AIM OF THE EXERCISE =>
Find how many lines of the following entries contain "metal". Reply with the number alone.

Collected data:
----------
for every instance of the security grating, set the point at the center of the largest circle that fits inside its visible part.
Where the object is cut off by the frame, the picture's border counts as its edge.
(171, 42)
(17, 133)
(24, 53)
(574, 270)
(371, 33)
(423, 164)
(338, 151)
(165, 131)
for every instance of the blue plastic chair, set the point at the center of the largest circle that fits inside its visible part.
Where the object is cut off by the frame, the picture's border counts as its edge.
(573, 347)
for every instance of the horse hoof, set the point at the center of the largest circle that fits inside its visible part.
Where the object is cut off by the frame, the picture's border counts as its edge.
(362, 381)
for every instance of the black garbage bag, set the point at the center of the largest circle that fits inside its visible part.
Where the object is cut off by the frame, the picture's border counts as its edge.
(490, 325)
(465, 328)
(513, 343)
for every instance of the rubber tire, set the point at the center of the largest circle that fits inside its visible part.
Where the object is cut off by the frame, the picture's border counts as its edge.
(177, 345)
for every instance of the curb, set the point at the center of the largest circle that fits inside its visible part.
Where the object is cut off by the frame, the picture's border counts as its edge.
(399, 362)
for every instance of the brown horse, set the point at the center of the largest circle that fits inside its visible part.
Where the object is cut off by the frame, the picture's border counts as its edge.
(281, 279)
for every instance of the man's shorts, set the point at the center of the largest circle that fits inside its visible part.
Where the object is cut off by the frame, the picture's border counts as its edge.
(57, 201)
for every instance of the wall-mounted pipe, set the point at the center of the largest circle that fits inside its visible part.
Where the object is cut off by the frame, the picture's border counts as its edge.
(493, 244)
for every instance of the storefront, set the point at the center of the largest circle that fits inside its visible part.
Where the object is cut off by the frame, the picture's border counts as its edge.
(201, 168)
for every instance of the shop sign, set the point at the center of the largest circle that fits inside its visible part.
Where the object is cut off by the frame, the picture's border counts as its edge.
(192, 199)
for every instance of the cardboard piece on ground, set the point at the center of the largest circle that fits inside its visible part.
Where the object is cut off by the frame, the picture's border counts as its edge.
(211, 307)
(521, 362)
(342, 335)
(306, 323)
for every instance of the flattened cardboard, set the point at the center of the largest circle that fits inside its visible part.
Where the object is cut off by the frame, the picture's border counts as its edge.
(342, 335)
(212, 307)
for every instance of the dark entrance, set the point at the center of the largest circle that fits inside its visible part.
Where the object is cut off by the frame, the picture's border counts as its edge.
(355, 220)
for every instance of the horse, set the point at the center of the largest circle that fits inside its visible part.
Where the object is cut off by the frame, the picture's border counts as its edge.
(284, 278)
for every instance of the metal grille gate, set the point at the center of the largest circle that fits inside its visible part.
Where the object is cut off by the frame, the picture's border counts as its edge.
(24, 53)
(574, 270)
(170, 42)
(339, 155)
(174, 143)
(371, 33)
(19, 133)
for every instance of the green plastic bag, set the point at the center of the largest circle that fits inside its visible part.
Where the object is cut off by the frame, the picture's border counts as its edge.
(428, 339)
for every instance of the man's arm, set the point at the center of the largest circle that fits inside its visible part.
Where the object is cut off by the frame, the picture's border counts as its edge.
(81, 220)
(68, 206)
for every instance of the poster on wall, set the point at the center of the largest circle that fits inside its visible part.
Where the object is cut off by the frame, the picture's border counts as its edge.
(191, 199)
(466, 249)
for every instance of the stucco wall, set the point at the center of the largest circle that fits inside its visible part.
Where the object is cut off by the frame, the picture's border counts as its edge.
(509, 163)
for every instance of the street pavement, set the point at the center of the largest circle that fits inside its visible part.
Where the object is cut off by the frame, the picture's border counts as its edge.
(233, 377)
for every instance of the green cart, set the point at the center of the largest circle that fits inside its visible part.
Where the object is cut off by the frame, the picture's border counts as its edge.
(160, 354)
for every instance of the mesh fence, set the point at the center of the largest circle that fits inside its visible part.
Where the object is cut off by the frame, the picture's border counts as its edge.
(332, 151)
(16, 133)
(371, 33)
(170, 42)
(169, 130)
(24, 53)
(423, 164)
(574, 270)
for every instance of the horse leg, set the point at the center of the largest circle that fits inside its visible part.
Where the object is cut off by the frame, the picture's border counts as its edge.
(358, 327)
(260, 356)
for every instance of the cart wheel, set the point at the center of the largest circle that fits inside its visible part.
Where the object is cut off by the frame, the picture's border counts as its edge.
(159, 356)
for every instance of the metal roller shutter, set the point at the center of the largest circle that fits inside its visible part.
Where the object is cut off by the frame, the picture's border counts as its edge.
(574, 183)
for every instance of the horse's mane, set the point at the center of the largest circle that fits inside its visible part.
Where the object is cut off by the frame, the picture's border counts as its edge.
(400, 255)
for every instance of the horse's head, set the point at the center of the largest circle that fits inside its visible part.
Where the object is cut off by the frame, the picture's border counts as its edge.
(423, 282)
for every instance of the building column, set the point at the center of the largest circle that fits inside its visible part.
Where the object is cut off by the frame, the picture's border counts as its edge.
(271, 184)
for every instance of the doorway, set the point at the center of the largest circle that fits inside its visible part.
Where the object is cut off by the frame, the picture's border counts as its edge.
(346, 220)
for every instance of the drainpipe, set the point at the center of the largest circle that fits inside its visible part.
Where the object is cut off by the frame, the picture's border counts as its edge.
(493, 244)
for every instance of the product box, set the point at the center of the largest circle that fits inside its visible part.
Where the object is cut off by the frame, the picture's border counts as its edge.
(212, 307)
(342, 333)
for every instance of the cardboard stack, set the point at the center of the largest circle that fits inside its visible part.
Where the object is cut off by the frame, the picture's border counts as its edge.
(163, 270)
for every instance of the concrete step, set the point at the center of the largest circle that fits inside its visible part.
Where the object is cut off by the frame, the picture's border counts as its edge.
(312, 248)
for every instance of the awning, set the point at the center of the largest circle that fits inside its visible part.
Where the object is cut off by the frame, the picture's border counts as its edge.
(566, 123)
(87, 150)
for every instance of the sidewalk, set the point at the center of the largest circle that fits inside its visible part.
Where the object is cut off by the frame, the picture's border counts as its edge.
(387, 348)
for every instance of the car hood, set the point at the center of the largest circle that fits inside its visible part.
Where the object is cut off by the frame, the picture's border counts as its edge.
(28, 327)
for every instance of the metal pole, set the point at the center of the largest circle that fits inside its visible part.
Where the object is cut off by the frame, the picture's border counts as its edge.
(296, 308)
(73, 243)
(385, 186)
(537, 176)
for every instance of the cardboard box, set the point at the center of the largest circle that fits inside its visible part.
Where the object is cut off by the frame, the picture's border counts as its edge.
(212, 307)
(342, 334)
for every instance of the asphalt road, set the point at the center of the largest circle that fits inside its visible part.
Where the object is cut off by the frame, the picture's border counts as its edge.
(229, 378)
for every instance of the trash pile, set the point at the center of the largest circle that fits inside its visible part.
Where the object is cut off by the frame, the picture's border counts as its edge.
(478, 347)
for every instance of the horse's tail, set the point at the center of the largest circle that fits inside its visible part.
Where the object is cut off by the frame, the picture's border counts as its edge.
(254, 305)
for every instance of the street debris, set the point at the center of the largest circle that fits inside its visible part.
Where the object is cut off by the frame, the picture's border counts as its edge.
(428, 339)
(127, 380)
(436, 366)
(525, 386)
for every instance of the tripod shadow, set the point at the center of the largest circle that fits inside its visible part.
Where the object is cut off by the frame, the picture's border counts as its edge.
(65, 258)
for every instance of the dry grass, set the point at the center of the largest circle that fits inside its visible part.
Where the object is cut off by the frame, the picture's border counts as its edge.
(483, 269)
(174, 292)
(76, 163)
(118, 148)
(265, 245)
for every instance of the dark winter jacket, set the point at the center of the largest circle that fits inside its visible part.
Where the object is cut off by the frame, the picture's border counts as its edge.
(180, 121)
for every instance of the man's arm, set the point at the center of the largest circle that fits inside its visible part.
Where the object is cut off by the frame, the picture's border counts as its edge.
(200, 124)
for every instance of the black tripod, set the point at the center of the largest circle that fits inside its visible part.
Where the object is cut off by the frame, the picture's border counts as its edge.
----------
EXERCISE RESULT =>
3